**Your goal**
How many lines of the data below contain the string "weathered", matching case exactly? Reply with the number alone.

**Location identification entries**
::::::::::
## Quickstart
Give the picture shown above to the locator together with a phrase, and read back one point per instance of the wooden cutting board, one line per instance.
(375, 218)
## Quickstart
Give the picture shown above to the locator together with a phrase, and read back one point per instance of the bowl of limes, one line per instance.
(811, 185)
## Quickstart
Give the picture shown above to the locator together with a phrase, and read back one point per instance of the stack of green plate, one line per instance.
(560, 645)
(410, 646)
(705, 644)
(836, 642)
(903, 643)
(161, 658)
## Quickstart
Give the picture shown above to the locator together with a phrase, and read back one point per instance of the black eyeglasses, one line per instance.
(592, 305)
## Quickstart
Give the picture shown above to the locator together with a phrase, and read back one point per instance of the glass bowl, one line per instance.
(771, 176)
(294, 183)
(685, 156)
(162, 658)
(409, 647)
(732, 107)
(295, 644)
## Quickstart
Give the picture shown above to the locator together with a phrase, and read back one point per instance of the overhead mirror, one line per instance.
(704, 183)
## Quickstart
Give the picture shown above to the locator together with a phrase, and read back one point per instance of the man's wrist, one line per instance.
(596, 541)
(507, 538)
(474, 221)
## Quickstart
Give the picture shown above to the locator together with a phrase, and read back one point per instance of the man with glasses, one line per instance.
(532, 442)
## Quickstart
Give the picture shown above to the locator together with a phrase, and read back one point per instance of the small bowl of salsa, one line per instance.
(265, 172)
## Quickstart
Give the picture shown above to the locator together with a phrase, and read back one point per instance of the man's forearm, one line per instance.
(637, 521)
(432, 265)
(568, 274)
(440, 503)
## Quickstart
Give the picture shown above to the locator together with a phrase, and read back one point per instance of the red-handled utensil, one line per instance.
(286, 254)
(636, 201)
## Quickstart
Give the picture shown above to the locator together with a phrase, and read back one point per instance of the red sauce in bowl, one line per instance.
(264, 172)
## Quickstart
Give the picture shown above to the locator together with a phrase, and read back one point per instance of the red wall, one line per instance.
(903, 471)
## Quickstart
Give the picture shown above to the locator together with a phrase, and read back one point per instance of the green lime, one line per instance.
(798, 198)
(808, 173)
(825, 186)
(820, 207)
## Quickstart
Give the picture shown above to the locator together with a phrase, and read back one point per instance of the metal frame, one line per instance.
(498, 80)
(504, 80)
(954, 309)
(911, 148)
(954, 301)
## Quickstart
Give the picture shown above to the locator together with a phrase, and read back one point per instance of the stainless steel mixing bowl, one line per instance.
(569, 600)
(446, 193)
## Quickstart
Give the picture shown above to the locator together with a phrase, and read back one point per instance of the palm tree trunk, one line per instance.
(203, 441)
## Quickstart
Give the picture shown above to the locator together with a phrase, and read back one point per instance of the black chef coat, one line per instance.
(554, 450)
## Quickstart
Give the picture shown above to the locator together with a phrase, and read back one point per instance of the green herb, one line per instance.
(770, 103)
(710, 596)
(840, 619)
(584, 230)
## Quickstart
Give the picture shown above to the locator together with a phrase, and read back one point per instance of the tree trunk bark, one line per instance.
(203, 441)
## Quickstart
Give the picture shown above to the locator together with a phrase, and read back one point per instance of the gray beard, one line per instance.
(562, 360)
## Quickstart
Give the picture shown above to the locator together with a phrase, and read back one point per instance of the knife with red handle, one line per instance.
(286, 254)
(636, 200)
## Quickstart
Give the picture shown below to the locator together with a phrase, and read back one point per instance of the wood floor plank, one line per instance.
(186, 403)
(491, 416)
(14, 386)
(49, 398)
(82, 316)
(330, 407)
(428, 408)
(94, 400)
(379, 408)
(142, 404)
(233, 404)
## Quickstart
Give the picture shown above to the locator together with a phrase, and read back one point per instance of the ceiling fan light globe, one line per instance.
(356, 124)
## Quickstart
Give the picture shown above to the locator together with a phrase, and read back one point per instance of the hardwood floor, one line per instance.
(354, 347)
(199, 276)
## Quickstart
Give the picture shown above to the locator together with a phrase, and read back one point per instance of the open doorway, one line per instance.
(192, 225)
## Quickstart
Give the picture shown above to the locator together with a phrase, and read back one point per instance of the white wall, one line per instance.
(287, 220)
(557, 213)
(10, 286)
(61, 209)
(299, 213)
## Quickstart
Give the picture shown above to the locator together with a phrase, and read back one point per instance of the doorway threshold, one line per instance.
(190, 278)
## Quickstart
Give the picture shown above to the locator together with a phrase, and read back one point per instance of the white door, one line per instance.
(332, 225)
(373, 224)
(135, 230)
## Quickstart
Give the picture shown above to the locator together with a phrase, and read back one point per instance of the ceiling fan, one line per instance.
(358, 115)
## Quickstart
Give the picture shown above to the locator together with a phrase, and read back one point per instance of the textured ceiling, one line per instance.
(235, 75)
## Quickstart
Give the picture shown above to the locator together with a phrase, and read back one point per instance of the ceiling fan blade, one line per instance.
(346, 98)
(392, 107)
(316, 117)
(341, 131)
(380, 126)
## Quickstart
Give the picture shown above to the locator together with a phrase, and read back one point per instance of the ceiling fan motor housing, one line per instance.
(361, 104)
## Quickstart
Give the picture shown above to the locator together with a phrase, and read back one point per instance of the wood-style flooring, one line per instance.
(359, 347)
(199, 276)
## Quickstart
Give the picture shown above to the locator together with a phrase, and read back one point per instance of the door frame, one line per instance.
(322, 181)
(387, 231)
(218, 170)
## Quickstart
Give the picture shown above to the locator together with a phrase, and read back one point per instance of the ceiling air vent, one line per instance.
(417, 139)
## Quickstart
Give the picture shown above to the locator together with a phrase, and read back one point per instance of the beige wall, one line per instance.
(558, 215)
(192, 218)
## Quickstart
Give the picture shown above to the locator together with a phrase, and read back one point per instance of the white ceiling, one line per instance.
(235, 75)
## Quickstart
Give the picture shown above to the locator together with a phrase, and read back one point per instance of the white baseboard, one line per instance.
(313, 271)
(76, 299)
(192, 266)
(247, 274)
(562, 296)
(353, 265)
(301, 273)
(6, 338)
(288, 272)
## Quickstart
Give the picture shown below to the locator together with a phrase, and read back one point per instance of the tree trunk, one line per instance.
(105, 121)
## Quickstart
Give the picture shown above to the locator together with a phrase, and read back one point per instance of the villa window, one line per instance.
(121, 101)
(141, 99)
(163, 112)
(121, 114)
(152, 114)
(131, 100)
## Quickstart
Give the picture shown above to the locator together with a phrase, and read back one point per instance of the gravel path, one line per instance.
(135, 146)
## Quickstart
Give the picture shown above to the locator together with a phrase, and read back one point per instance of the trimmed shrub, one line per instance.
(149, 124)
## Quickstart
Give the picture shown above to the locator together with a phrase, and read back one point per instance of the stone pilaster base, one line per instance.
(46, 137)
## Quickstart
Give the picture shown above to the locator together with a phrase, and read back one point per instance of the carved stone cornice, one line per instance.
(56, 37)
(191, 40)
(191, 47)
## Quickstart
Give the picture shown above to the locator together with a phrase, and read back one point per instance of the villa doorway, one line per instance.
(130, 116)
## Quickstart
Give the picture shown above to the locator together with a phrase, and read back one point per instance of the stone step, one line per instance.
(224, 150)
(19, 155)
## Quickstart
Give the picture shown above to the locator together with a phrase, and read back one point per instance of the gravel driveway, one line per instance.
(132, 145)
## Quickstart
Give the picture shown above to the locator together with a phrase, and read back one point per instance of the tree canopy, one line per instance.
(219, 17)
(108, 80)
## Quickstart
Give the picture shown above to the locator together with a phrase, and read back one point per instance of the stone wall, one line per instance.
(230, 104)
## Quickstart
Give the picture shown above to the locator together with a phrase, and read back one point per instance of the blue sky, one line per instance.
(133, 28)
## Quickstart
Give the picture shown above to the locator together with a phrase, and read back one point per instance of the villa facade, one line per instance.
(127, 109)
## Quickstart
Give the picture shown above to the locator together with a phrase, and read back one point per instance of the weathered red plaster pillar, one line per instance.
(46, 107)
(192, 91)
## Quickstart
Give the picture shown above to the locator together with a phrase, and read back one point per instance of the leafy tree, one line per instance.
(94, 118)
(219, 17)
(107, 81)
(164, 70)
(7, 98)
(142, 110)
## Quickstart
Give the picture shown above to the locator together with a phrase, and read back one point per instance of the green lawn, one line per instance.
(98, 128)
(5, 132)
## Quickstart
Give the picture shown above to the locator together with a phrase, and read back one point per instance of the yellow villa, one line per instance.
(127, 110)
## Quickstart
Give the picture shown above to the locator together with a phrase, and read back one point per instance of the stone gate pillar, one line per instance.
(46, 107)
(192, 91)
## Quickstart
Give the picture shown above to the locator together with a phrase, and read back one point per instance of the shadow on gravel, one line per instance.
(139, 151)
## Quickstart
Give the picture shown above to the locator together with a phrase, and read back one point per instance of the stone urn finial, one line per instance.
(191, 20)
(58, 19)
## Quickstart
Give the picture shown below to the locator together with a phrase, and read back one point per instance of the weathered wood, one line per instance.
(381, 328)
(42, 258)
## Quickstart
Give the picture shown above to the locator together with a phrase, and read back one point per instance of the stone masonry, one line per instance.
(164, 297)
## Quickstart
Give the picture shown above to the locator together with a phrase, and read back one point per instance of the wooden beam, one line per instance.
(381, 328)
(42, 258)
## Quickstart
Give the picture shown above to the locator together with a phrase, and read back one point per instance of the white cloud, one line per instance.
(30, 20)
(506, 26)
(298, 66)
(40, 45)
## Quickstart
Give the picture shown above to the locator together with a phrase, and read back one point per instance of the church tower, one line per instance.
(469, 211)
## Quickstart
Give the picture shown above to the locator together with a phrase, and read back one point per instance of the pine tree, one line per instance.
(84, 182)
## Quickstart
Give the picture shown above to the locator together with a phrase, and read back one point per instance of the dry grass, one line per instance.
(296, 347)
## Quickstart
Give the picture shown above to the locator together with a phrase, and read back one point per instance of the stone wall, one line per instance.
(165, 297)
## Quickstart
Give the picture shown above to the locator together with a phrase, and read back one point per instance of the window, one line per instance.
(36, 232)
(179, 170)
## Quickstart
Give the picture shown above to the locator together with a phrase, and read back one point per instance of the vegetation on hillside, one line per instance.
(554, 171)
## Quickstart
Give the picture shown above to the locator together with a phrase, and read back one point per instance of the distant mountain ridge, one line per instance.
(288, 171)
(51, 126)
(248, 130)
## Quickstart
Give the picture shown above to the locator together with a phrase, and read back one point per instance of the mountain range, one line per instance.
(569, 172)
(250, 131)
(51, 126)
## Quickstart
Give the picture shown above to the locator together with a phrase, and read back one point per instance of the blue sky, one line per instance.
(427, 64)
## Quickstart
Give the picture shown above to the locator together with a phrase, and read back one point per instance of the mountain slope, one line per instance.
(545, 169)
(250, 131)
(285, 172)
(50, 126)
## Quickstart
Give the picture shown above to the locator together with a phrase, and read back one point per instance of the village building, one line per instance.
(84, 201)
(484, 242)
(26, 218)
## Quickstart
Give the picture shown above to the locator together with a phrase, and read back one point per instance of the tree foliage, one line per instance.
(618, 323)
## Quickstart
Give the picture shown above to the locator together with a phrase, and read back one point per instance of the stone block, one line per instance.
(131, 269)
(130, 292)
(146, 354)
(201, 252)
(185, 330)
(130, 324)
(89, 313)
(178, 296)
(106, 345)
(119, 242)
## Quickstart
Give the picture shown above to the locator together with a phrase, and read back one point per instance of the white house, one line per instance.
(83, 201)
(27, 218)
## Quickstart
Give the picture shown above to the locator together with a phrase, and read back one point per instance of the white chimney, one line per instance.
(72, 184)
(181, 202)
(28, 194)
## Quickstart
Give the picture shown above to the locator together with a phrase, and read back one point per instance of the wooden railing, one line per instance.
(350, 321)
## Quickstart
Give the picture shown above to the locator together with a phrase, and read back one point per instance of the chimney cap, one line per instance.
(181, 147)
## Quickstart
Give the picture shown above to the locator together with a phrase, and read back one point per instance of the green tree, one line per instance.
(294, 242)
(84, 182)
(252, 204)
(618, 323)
::::::::::
**Final result**
2